## Problem to solve
Please switch every "segment" in the material below to "outline" and leave all other text unchanged.

## Supplied data
((

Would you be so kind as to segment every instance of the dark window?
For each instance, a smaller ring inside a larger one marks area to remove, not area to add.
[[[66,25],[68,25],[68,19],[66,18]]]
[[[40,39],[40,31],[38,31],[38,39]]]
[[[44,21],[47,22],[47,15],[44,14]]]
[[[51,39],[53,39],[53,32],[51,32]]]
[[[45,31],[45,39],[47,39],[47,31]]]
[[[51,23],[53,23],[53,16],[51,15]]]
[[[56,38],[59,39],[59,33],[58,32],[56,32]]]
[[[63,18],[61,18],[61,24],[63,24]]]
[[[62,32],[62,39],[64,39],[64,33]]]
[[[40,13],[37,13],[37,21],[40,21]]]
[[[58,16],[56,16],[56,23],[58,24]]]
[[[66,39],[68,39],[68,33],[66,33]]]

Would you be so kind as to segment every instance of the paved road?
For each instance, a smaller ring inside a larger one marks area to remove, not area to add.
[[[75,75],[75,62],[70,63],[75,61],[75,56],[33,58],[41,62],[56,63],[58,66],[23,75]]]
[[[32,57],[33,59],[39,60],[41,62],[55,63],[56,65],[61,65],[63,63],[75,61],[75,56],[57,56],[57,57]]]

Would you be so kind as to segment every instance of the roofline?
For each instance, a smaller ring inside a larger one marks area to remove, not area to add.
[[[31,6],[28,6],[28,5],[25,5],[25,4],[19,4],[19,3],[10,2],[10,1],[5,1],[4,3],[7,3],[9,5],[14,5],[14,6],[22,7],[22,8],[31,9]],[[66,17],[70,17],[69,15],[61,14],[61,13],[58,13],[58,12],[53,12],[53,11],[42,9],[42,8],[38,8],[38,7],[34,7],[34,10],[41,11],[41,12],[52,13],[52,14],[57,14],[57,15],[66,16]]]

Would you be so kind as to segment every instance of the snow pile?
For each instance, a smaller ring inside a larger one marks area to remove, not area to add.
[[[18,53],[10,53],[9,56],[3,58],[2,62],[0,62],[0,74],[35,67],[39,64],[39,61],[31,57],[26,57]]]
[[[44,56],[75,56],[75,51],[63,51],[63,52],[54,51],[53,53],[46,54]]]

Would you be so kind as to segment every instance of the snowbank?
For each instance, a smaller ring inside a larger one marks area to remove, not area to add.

))

## Answer to the exercise
Would you be so kind as to outline every instance of the dark window?
For each instance, a smaller ring inside a larger one marks area to remove, not area to add.
[[[66,25],[68,25],[68,19],[66,18]]]
[[[40,39],[40,31],[38,31],[38,39]]]
[[[44,21],[47,22],[47,15],[44,14]]]
[[[51,39],[53,39],[53,32],[51,32]]]
[[[45,31],[45,39],[47,39],[47,31]]]
[[[51,23],[53,23],[53,16],[51,15]]]
[[[56,38],[59,39],[59,33],[58,32],[56,32]]]
[[[63,18],[61,18],[61,24],[63,24]]]
[[[62,32],[62,39],[64,39],[64,33]]]
[[[40,13],[37,13],[37,21],[40,21]]]
[[[58,16],[56,16],[56,23],[58,24]]]
[[[66,39],[68,39],[68,33],[66,33]]]

Would you be so kind as to outline every instance of the paved road?
For each instance, a smaller ring inside a larger one marks area to remove, not area to add.
[[[75,75],[75,62],[70,63],[75,61],[75,56],[33,58],[41,62],[56,63],[58,66],[23,75]]]
[[[32,57],[33,59],[39,60],[41,62],[55,63],[56,65],[61,65],[63,63],[75,61],[75,56],[57,56],[57,57]]]

Would you be so kind as to outline every instance of the roofline?
For each instance, a smaller ring inside a larger one marks area to remove, not area to add.
[[[31,6],[28,6],[28,5],[25,5],[25,4],[19,4],[19,3],[10,2],[10,1],[5,1],[4,3],[7,3],[9,5],[14,5],[14,6],[22,7],[22,8],[31,9]],[[66,17],[70,17],[69,15],[61,14],[61,13],[58,13],[58,12],[53,12],[53,11],[42,9],[42,8],[38,8],[38,7],[34,7],[34,10],[41,11],[41,12],[52,13],[52,14],[57,14],[57,15],[66,16]]]

Would you be so kind as to outline every instance of the snow pile?
For each instance, a smaller ring inside a larger one marks area to remove, not area to add.
[[[18,53],[10,53],[9,56],[3,58],[2,62],[0,62],[0,74],[35,67],[39,64],[39,61],[31,57],[26,57]]]
[[[44,56],[75,56],[75,51],[63,51],[63,52],[54,51],[53,53],[46,54]]]

Would you be so kind as to outline every instance of the snowbank?
For each instance, a smaller ring inside a larger one marks area to remove, not area to add.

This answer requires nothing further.